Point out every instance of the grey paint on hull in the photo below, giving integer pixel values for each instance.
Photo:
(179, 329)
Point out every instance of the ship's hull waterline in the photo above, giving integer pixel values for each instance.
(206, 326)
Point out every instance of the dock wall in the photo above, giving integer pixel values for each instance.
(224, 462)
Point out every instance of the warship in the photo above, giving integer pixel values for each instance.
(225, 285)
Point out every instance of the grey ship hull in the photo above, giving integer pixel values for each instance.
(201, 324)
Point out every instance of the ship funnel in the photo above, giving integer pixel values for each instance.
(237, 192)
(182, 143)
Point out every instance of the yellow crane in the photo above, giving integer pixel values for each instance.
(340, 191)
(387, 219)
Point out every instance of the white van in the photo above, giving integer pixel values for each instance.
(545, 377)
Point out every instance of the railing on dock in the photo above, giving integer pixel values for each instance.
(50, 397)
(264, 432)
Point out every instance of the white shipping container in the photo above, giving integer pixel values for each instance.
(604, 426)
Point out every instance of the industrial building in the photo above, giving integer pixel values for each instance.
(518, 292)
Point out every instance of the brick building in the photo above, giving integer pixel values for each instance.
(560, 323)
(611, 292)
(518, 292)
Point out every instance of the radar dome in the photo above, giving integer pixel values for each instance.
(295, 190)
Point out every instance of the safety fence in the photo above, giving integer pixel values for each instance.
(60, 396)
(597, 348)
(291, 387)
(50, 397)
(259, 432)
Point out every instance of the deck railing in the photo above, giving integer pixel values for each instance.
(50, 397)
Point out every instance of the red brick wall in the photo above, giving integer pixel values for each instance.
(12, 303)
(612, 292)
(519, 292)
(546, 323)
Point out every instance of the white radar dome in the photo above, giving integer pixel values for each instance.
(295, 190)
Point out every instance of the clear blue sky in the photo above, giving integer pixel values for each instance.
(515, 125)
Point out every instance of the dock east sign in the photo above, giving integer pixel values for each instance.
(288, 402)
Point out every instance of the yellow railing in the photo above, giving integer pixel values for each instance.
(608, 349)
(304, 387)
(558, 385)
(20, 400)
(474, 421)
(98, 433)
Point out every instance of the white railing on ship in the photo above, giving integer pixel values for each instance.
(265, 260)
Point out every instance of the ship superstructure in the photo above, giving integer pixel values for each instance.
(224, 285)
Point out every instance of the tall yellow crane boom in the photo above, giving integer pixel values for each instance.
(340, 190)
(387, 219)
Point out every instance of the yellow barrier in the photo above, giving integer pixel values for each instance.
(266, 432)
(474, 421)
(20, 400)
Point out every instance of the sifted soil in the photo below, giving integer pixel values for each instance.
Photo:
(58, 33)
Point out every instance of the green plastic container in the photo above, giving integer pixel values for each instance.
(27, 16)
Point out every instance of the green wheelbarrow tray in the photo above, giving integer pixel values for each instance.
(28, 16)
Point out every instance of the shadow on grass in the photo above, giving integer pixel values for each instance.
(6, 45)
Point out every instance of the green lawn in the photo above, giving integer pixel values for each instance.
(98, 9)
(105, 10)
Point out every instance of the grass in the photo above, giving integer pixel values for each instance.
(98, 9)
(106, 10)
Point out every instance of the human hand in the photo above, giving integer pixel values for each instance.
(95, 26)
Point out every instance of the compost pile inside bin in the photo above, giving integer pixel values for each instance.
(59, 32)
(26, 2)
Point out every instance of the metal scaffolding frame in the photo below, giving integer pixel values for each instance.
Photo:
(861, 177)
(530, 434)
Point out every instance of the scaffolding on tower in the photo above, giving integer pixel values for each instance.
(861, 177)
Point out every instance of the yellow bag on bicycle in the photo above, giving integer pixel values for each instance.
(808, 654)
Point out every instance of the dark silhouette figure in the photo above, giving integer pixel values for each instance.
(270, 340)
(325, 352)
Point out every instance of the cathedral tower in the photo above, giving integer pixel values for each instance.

━━━━━━━━━━

### Your objective:
Copy the entries above exactly, beginning with the line that contains "Point out every instance of the yellow bag" and continuing through the final line of the entries.

### Completed task:
Point out every instance of the yellow bag on bicycle in the photo above, giving integer pixel values for each instance.
(808, 654)
Point out every instance of the dark silhouette figure in the photo above, giving integer pixel values for each instance.
(270, 340)
(325, 352)
Point out every instance of the cathedral tower in the photo above, giving integer pixel values for each instance.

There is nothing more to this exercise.